**WRITTEN REQUEST 1**
In the article on government funding, why does the House plan to pass the short-term funding bill by the end of Tuesday? Answer in one to three sentences.
**WRITTEN REQUEST 2**
Write the next part of the article on government funding, picking up after its final paragraph.

**TEXT EXTRACT**
━━━━━━━━

Government funding expires in 10 days, and an omnibus spending bill is nowhere near completion as Democrats and Republicans have get to agree on the most basic element: the top-line funding levels for defense and non-defense spending. That’s remained true for well, more than a year. Because the omnibus spending bill in question is funding for this year, fiscal year 2022. The entire first year of the Biden administration has been operating under the budget imposed on the government by the Republican Senate under Trump.

This means that the House will be passing another short-term funding bill, probably by the end of Tuesday. That gives the Senate time to pass it as well before the House takes off for a Presidents’ Day recess that will last until February 28. This funding bill will last until Mar. 11.

“Our country needs a government funding agreement to create good-paying jobs, grow opportunity for the middle class, and protect our national security. We are close to reaching a framework government funding agreement, but we will need additional time to complete the legislation in full,” House Appropriations Chair Rosa DeLauro (D-CT) said in a statement. “This Continuing Resolution—the product of bipartisan, bicameral negotiation—extends funding through Mar. 11 to keep government up and running while Congress completes our important work.”

The bill extends current levels of government funding, including just one new spending measure of $403 million to deal with a petroleum leak in a Navy fuel storage tank in Hawaii. The spill is contaminating drinking water in Pearl Harbor, sickening some 6,000 residents and forcing about 4,000 military personnel and their families to be relocated to hotels. The legislation also directs the Defense Department to respond to an emergency order from the state of Hawaii to defuel the tanks, something the military has been fighting in court.

Meanwhile, Republicans are giving no indication they’ll back down on anything to get a deal. One senior Republican in appropriations, Sen. Roy Blunt of Missouri, told NBC News that there are plenty of senators in his caucus that want to just keep going with these stop-gap bills, to continue to force Trump-administration funding levels. He also said that they want more military spending. That’s despite having agreed to a defense authorization bill for $778 billion that passed last year. That set the spending level for defense, but now they want to add more in appropriations. Or they want to keep dragging this out indefinitely, but it’s kind of the same difference.

━━━━━━━━

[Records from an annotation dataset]

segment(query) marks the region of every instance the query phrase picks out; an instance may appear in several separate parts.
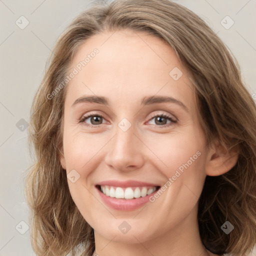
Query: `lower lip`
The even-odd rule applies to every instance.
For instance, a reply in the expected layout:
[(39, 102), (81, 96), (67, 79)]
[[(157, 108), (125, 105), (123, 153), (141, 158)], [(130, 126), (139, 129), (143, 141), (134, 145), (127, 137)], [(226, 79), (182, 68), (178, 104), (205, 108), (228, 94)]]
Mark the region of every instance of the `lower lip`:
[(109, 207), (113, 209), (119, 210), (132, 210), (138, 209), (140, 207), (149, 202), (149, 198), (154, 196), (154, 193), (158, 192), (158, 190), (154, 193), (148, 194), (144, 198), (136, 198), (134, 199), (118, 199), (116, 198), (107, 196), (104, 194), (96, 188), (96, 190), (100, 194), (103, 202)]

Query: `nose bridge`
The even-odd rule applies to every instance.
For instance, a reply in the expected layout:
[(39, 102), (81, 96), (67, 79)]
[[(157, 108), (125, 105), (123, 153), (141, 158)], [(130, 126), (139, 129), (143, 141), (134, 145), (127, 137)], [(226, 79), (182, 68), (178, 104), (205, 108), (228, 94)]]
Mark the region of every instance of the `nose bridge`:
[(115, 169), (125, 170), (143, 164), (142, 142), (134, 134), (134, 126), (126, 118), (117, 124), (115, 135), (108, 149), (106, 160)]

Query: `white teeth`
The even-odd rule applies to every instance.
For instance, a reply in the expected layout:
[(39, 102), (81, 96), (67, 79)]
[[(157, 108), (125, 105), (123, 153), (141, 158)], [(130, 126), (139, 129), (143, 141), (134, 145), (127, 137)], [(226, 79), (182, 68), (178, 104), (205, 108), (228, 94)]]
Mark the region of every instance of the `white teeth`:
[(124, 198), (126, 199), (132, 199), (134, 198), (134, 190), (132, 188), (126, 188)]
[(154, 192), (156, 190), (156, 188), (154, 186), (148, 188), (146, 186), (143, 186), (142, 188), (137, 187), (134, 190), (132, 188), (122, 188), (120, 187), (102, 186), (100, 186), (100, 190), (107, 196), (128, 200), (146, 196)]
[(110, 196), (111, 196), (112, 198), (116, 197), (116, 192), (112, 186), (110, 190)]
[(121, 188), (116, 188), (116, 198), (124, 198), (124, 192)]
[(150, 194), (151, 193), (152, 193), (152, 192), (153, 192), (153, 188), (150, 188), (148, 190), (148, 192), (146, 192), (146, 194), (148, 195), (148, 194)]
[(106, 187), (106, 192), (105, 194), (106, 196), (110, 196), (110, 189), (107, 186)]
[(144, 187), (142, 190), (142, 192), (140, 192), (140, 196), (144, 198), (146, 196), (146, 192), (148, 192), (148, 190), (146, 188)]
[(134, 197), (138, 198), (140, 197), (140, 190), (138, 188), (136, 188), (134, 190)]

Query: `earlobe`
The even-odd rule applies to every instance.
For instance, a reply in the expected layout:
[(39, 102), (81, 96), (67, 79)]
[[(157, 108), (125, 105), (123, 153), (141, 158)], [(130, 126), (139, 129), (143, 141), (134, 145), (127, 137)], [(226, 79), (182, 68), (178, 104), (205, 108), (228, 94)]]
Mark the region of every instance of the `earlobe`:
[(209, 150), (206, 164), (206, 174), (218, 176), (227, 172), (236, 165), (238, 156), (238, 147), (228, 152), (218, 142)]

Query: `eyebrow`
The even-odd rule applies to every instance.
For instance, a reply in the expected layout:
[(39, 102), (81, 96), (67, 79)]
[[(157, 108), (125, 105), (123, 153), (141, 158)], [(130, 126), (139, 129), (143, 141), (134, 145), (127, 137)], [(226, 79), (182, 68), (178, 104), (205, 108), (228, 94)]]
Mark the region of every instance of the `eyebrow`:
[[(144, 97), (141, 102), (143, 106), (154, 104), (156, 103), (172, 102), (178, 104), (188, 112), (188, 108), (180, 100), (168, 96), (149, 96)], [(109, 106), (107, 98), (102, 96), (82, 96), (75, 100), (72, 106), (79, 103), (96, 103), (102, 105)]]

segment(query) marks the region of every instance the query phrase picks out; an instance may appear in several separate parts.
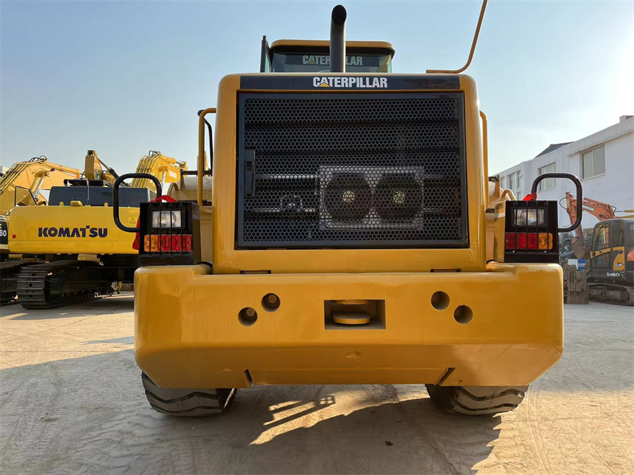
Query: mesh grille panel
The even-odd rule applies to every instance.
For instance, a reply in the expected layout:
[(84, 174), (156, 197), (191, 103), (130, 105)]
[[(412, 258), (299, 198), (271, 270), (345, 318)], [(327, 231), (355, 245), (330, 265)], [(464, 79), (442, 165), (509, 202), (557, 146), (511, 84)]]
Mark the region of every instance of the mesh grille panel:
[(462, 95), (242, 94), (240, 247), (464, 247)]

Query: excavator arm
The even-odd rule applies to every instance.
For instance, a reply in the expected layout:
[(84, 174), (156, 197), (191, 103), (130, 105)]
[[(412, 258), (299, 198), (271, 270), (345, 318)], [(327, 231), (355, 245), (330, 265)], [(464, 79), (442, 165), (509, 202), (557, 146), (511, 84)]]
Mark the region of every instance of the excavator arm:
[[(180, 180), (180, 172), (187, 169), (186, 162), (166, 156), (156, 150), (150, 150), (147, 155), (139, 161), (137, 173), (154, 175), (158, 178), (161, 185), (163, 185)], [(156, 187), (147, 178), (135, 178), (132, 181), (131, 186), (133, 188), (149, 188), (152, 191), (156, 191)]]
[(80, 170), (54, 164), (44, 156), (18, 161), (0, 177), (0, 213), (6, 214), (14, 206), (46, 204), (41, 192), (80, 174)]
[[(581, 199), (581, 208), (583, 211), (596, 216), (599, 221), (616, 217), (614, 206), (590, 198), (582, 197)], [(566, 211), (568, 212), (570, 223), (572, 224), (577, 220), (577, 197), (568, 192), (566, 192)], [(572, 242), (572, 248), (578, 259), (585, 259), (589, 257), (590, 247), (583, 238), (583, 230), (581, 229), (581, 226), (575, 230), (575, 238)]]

━━━━━━━━

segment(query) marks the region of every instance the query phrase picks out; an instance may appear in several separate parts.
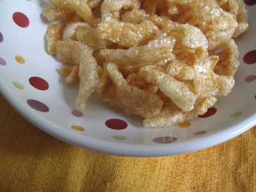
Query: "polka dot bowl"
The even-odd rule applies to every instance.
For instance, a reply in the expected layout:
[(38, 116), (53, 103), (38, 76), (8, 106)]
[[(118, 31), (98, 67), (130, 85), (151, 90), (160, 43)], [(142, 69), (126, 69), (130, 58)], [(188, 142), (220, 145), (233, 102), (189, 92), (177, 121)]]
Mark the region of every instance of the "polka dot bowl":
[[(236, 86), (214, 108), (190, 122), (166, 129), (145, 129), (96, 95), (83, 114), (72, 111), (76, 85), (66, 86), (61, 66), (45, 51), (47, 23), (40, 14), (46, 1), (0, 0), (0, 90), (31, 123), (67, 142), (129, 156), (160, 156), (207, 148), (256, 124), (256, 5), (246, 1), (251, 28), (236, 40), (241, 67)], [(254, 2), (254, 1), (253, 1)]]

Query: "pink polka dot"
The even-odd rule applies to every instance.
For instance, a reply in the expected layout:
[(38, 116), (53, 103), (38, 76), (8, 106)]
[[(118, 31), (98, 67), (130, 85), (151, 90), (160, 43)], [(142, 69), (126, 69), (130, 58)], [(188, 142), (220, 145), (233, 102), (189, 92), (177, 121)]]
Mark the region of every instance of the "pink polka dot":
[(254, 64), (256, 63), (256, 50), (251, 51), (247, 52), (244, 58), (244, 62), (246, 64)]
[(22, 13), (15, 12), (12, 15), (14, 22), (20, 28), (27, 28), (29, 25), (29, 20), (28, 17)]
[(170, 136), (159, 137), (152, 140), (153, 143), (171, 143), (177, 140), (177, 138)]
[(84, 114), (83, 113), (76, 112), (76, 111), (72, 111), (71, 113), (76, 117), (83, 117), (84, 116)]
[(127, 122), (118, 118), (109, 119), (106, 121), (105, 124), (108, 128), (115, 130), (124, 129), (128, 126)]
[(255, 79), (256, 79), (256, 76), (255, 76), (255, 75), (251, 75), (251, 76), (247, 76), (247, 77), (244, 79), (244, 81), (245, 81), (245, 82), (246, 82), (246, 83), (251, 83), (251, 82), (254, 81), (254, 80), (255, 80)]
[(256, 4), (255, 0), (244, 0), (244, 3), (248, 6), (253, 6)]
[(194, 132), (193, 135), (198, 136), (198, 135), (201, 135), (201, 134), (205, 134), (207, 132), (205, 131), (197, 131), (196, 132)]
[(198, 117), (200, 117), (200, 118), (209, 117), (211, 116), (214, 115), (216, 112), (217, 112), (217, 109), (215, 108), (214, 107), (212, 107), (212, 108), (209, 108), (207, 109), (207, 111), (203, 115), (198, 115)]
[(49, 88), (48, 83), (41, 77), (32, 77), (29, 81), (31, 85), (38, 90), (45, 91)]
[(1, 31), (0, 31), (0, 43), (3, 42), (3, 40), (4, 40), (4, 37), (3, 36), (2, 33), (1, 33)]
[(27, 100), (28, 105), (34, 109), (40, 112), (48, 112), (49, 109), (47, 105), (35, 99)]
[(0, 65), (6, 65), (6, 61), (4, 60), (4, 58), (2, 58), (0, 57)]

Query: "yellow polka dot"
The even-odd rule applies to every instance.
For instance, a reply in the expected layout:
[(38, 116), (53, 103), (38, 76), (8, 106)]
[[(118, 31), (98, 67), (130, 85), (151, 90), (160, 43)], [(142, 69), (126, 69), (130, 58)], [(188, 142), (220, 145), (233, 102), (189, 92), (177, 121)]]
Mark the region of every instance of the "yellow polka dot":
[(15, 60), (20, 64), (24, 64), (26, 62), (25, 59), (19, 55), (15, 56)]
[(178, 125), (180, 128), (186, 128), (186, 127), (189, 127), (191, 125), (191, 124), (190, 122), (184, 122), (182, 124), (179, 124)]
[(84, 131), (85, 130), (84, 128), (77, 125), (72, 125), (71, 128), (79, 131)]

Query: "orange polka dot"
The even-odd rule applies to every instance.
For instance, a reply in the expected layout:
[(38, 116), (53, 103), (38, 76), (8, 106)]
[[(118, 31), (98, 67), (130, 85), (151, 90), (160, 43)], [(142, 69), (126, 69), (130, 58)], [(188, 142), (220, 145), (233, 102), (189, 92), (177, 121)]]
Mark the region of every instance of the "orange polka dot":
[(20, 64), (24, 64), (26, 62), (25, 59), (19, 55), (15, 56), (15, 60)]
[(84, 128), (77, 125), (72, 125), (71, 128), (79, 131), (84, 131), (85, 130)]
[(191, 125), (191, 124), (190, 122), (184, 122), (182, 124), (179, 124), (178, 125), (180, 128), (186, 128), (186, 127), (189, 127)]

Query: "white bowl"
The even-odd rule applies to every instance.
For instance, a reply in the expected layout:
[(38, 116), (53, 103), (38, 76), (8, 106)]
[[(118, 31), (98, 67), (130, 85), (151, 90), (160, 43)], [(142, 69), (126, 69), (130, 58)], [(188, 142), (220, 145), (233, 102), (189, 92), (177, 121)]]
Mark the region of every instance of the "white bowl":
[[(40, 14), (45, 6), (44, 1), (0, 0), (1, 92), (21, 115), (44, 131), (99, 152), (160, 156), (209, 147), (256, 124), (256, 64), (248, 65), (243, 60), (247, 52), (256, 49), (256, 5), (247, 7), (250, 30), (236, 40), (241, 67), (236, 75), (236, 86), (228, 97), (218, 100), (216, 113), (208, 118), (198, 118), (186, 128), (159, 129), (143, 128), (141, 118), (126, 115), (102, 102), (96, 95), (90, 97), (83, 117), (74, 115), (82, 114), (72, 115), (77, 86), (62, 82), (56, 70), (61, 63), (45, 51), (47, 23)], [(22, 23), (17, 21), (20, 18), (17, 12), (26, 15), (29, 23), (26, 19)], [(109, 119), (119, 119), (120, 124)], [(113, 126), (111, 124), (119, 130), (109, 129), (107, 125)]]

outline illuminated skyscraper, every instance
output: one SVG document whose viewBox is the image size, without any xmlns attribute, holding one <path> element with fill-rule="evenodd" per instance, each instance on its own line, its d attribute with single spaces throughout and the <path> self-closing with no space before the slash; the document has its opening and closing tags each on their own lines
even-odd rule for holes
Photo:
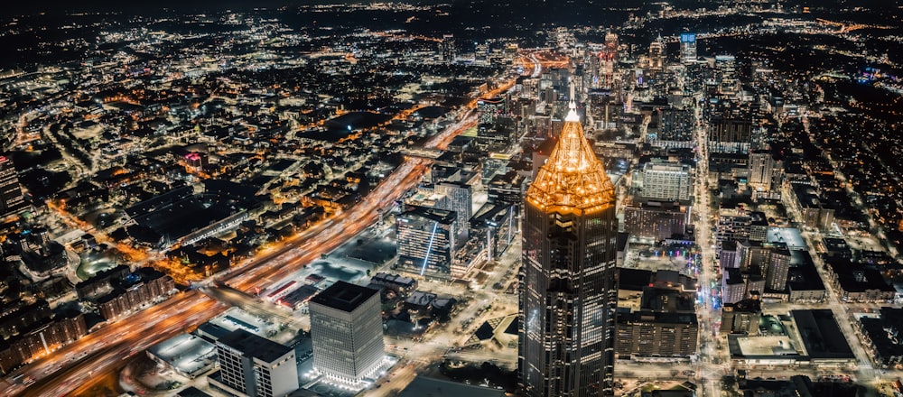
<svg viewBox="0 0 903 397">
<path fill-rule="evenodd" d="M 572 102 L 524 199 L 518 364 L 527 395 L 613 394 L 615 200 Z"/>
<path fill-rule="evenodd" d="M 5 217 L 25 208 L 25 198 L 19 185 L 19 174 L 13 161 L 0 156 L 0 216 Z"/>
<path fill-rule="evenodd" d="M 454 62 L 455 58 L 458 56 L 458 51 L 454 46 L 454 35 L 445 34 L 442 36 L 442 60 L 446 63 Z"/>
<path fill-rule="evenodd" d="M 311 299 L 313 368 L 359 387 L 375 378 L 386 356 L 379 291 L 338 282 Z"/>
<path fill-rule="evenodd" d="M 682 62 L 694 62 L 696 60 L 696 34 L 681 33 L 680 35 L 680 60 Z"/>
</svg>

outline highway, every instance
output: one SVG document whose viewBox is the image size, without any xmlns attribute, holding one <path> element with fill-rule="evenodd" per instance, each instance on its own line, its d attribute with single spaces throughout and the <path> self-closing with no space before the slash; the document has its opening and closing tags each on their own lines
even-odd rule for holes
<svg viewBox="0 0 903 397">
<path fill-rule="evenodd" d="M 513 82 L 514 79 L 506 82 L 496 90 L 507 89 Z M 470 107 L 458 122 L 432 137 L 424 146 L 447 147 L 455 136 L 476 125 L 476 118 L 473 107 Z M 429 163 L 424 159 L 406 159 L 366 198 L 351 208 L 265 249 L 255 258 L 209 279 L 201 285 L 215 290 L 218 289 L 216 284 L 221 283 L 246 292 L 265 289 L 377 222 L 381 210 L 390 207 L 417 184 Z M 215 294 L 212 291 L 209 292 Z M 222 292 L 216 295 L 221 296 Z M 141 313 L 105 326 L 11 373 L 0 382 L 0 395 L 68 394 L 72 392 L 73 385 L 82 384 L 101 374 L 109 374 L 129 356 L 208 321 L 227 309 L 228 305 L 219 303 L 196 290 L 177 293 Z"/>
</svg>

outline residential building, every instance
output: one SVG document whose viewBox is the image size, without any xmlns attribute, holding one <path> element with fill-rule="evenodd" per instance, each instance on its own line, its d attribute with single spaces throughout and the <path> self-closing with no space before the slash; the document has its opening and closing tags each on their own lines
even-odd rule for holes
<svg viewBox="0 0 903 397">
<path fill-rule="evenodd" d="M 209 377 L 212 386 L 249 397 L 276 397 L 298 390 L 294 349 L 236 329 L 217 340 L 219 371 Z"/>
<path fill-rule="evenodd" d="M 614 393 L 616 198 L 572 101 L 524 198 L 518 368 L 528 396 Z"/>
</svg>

━━━━━━━━

**FINAL ANSWER 1**
Passing it by then gives the Senate time to pass it as well before the House leaves for its Presidents' Day recess, which lasts until February 28.

**FINAL ANSWER 2**
The first budget request from President Joe Biden for 2022, released in April of last year, included a 16% funding increase for domestic nondefense programs and a 1.7% increase for the military. The House appropriators have hewed close to those numbers, and Senate Democrats suggested a 13% increase for nondefense programs, and 5% for defense, figuring Republicans would accept that. They haven’t. They’ve demanded “parity.”

“Number one, Democrats will need to honor the long-standing bipartisan truce that provides parity for defense and nondefense spending grow spending growth,” Mitch McConnell said earlier this year. “Number two, we must have agreement that we’re going to keep long-standing policy riders in and new poison-pill riders out.”

That means keeping the anti-abortion Hyde amendment, basically. The House, for the first time in 45 years, left it out of an authorization bill. “I know this is an issue on which many of us disagree,” DeLauro said during the committee hearing passing the bill. “But regardless of the original intent of Hyde, it has disproportionately impacted women of color, and it has ultimately led to more unintended pregnancies and later riskier, and more costly abortions,” she added.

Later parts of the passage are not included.